[Data extracted from a collection]
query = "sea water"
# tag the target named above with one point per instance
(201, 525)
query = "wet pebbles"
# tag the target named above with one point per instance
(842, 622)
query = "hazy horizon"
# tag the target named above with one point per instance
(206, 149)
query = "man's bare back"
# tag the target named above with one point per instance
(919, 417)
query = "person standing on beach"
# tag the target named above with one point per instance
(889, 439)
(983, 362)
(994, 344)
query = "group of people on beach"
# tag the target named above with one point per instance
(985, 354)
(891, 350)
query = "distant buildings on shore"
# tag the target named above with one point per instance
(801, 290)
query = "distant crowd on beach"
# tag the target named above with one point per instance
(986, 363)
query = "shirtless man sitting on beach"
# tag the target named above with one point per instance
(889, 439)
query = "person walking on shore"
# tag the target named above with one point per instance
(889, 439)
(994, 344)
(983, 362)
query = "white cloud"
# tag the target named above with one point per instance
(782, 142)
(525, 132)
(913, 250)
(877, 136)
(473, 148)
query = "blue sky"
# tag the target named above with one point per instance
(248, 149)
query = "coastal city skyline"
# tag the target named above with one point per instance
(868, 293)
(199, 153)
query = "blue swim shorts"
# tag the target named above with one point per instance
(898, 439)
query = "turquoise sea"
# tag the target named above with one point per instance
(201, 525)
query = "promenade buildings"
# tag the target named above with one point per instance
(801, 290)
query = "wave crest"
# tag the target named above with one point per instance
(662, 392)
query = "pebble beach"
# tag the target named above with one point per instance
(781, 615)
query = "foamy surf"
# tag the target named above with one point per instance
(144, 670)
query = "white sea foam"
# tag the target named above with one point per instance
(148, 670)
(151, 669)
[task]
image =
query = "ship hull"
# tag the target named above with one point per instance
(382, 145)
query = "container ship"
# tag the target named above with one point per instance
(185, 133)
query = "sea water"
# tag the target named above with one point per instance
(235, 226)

▸ **Activity**: All records shown above are to be given again verbatim.

▸ **Exercise output**:
query = "sea water"
# tag the target named above with one point per instance
(201, 525)
query = "wet pebbles"
# tag the target named above with one point per instance
(842, 622)
query = "hazy horizon"
# tag the target named above with one point per instance
(206, 149)
query = "man's bare back"
# tag the target named above with one point per instance
(919, 417)
query = "person standing on beach"
# tag the target named above with one point per instance
(889, 439)
(983, 362)
(994, 344)
query = "group of people on beach"
# tag the target named above with one point per instance
(985, 354)
(891, 350)
query = "distant buildings on shore"
# tag the target named above with one point per instance
(801, 290)
query = "distant crowd on beach"
# tag the target named above with one point per instance
(986, 363)
query = "shirtless man sitting on beach"
# tag the target named above with one point per instance
(889, 439)
query = "person walking on shore"
# tag the target named above with one point per instance
(889, 439)
(994, 344)
(983, 362)
query = "white cloud"
# tag the target named above with one point per instance
(782, 142)
(525, 132)
(913, 250)
(877, 136)
(473, 148)
query = "blue sky"
# tag the target named above with one point per instance
(248, 149)
query = "coastal city skyline"
# tag the target named above with one point per instance
(868, 293)
(199, 153)
query = "blue swim shorts"
# tag the target named above with one point per instance
(898, 439)
query = "turquoise sea"
# tag the target named above with one point per instance
(201, 525)
query = "promenade buildings"
# tag the target named above with one point per instance
(801, 290)
query = "wave crest"
# tag the target named above with one point per instance
(662, 392)
query = "pebble beach"
# tag the target named above with one point per instance
(781, 615)
query = "foamy surf"
# tag the target named above with one point per instance
(144, 670)
query = "white sea foam"
# tag the target named above with one point per instance
(148, 670)
(151, 669)
[task]
image =
query = "ship hull"
# tag the target named above with one point per instance
(382, 145)
query = "container ship"
# tag the target named above with one point per instance
(185, 133)
query = "sea water"
# tag the target named above with one point per instance
(235, 226)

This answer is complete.